*Supplied text*:
--

- Decades:: 1990s; 2000s; 2010s; 2020s;
- See also:: Other events of 2019; Timeline of Cuban history;

= 2019 in Cuba =

Events in the year 2019 in Cuba.

==Incumbents==
- First Secretary of the Communist Party of Cuba: Raúl Castro
  - Second Secretary of the Communist Party of Cuba: José Ramón Machado Ventura
- President: Miguel Díaz-Canel
  - First Vice President: Salvador Valdés Mesa
- Prime Minister: Manuel Marrero Cruz

== Events ==

=== January ===
- January 2 - The 60th anniversary of the Cuban Revolution was celebrated in the capital of Havana.
- January 27 - A rare EF4 tornado makes landfall in Havana, killing at least three and causing severe damage.

=== February ===
- February 24 - The 2019 Cuban constitutional referendum took place.

=== March ===
- March 24–27 - President Díaz-Canel hosted the Charles, Prince of Wales and Camilla, Duchess of Cornwall to the capital as the first members of the British royal family to visit the island.

=== April ===

- April 10 - The new Constitution of Cuba came into force.

--

(Point labeling dataset excerpts)
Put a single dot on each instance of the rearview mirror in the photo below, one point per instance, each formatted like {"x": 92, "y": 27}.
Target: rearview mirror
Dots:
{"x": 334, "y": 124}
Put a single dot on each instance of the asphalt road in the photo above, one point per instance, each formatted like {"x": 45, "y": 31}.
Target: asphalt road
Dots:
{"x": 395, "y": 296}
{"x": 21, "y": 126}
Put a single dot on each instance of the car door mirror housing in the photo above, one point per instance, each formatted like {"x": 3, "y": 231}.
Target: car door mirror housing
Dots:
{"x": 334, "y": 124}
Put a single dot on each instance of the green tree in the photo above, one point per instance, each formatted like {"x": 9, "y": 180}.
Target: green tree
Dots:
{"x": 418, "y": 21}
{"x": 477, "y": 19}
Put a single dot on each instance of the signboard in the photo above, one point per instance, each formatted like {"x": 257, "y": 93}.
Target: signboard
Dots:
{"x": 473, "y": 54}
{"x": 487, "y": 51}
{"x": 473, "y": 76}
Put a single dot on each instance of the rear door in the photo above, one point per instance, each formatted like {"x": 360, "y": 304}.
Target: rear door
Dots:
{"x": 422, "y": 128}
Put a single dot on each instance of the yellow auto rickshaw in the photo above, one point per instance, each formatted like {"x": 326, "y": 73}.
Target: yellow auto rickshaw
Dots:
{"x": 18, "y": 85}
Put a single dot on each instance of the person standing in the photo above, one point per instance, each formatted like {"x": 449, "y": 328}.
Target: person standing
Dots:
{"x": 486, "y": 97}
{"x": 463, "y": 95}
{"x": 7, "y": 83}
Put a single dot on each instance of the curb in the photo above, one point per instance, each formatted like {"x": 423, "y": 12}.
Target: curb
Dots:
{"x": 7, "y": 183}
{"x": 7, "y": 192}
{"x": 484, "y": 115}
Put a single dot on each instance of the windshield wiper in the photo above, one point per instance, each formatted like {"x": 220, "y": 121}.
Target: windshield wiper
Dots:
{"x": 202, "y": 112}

--

*Given problem A*: According to the 2019 in Cuba page, what made the March 24–27 visit hosted by President Díaz-Canel a first? Answer in one to three sentences.
*Given problem B*: On what date does the 2019 in Cuba page say the new Constitution of Cuba came into force?
Answer from the 2019 in Cuba page alone.

*Full response A*: The guests, Charles, Prince of Wales and Camilla, Duchess of Cornwall, were the first members of the British royal family to visit the island.

*Full response B*: April 10, 2019.